REQUIREMENT »
Copy the data below line for line, from its first line up to and including the line that contains "pixel 49 70", and leave out the pictures.
### ENTRIES SUPPLIED
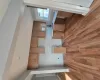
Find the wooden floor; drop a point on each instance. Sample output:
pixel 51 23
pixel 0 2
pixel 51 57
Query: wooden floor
pixel 82 42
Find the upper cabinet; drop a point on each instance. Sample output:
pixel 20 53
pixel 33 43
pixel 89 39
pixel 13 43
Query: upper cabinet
pixel 72 6
pixel 84 3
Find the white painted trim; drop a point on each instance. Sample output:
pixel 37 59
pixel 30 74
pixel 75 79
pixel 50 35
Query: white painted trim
pixel 57 6
pixel 49 70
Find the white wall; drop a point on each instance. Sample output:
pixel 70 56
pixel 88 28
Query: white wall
pixel 13 37
pixel 3 7
pixel 8 28
pixel 21 53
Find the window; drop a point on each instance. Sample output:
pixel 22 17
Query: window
pixel 43 13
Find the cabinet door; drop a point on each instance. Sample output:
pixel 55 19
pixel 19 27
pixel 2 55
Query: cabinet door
pixel 85 3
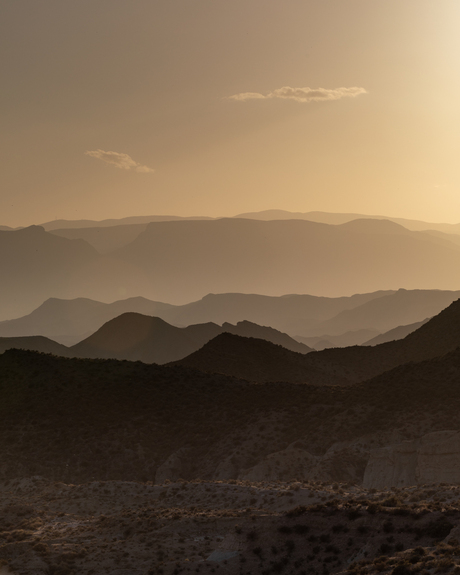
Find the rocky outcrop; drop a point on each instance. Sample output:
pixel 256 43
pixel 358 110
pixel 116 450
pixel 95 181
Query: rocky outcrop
pixel 175 467
pixel 434 458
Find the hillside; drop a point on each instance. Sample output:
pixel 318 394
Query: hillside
pixel 37 265
pixel 70 321
pixel 402 307
pixel 256 360
pixel 104 419
pixel 399 332
pixel 137 337
pixel 435 338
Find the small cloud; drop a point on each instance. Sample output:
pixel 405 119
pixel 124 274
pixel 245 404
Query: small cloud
pixel 303 94
pixel 122 161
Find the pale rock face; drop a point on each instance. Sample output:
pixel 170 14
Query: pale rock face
pixel 433 458
pixel 287 465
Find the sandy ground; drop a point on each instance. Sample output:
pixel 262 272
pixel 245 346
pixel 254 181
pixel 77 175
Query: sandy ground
pixel 128 528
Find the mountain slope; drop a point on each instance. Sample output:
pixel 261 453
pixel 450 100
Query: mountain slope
pixel 33 343
pixel 137 337
pixel 185 259
pixel 256 360
pixel 70 321
pixel 400 308
pixel 399 332
pixel 437 337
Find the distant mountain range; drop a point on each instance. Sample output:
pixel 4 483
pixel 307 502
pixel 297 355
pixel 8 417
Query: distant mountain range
pixel 136 337
pixel 230 356
pixel 183 259
pixel 346 321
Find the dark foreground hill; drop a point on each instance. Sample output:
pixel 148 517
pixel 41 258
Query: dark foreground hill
pixel 76 420
pixel 256 360
pixel 137 337
pixel 435 338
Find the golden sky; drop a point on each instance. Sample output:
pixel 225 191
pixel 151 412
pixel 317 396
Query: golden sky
pixel 113 108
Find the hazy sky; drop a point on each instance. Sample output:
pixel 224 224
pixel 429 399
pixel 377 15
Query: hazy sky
pixel 113 108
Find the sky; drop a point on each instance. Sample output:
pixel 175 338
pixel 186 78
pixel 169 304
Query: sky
pixel 114 108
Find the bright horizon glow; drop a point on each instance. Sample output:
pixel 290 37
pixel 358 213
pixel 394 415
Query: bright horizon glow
pixel 214 109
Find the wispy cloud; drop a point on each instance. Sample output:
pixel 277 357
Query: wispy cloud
pixel 303 94
pixel 122 161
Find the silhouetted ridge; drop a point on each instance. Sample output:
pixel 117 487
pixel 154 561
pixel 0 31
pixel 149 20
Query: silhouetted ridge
pixel 256 360
pixel 138 337
pixel 435 338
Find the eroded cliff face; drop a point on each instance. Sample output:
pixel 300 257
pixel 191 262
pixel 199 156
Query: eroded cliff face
pixel 434 458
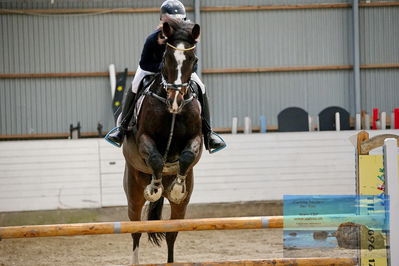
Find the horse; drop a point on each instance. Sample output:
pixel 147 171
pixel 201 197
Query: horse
pixel 168 140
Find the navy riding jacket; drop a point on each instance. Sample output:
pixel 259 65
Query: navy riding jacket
pixel 151 56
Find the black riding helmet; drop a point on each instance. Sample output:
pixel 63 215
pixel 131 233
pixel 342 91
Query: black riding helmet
pixel 173 8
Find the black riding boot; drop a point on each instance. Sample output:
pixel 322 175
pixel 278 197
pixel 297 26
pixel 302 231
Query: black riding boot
pixel 213 142
pixel 117 135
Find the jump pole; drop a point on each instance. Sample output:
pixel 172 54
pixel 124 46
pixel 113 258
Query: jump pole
pixel 141 227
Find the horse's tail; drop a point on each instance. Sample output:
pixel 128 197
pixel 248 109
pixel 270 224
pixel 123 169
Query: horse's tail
pixel 155 213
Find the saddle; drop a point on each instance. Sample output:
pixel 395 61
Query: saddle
pixel 141 94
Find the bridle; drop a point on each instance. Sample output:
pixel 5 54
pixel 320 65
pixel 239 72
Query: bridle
pixel 175 87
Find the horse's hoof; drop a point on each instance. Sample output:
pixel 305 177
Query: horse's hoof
pixel 152 193
pixel 177 192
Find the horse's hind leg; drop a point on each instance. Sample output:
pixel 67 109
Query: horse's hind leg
pixel 177 191
pixel 148 150
pixel 178 211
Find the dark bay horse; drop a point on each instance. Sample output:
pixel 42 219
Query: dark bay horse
pixel 168 142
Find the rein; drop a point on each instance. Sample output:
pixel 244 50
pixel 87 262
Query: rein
pixel 181 49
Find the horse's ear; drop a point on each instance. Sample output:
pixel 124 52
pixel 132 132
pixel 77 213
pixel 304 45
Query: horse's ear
pixel 167 29
pixel 196 31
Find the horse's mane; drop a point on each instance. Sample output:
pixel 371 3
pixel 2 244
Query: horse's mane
pixel 182 28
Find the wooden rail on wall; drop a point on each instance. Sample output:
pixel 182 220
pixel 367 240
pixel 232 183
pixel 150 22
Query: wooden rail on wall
pixel 190 9
pixel 48 136
pixel 206 71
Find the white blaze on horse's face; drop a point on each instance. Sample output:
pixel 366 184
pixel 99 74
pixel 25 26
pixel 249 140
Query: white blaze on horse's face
pixel 179 57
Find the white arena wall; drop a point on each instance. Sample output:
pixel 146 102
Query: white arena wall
pixel 88 173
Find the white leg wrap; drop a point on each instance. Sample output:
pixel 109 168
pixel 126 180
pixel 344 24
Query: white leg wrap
pixel 153 191
pixel 177 190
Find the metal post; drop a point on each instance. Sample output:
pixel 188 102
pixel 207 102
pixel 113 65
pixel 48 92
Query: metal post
pixel 356 55
pixel 197 14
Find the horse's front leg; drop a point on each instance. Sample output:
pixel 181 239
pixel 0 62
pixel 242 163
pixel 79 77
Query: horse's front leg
pixel 154 160
pixel 177 191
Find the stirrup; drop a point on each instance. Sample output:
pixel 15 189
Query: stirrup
pixel 220 148
pixel 116 144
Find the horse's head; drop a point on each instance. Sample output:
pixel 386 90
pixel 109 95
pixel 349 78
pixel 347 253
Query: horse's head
pixel 178 61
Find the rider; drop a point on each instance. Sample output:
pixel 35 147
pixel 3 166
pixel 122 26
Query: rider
pixel 151 58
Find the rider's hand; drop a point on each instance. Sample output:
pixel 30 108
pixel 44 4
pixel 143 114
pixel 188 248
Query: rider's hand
pixel 161 39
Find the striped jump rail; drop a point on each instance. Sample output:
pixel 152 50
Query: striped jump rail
pixel 141 227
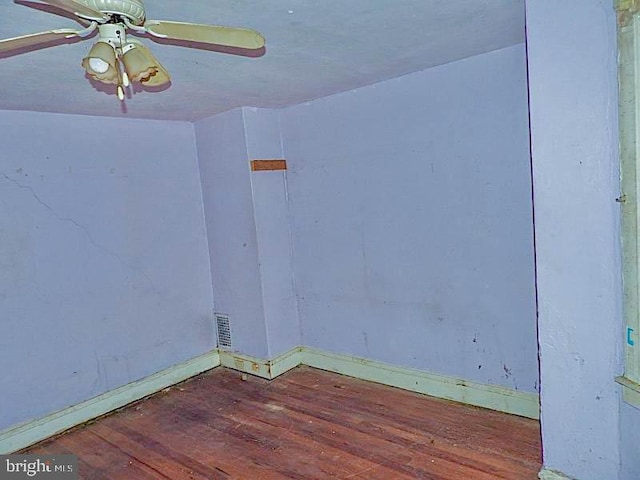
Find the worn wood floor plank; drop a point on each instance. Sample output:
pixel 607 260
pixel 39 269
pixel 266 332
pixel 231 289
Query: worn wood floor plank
pixel 305 425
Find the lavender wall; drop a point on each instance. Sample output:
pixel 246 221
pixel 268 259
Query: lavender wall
pixel 248 230
pixel 231 229
pixel 412 222
pixel 104 270
pixel 572 65
pixel 270 203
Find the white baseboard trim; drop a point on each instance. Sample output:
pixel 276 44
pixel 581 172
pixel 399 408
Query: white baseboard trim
pixel 488 396
pixel 17 438
pixel 546 474
pixel 493 397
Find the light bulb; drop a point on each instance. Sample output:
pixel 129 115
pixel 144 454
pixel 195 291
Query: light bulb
pixel 98 65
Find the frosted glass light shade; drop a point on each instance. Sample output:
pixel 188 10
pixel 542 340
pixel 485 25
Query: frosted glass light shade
pixel 141 66
pixel 101 63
######
SOLVED PROBLEM »
Find the wooden floor; drop a point on each instance. Sample output:
pixel 51 23
pixel 0 2
pixel 51 57
Query: wooden floor
pixel 82 42
Find the upper cabinet; drop a point on each instance. Sample output:
pixel 20 53
pixel 33 43
pixel 89 39
pixel 13 43
Query: upper cabinet
pixel 72 6
pixel 84 3
Find the white painted trim; drop a point on each instance. Sample output:
pixel 37 59
pixel 30 74
pixel 75 79
pixel 50 35
Query: white painted trim
pixel 57 6
pixel 49 70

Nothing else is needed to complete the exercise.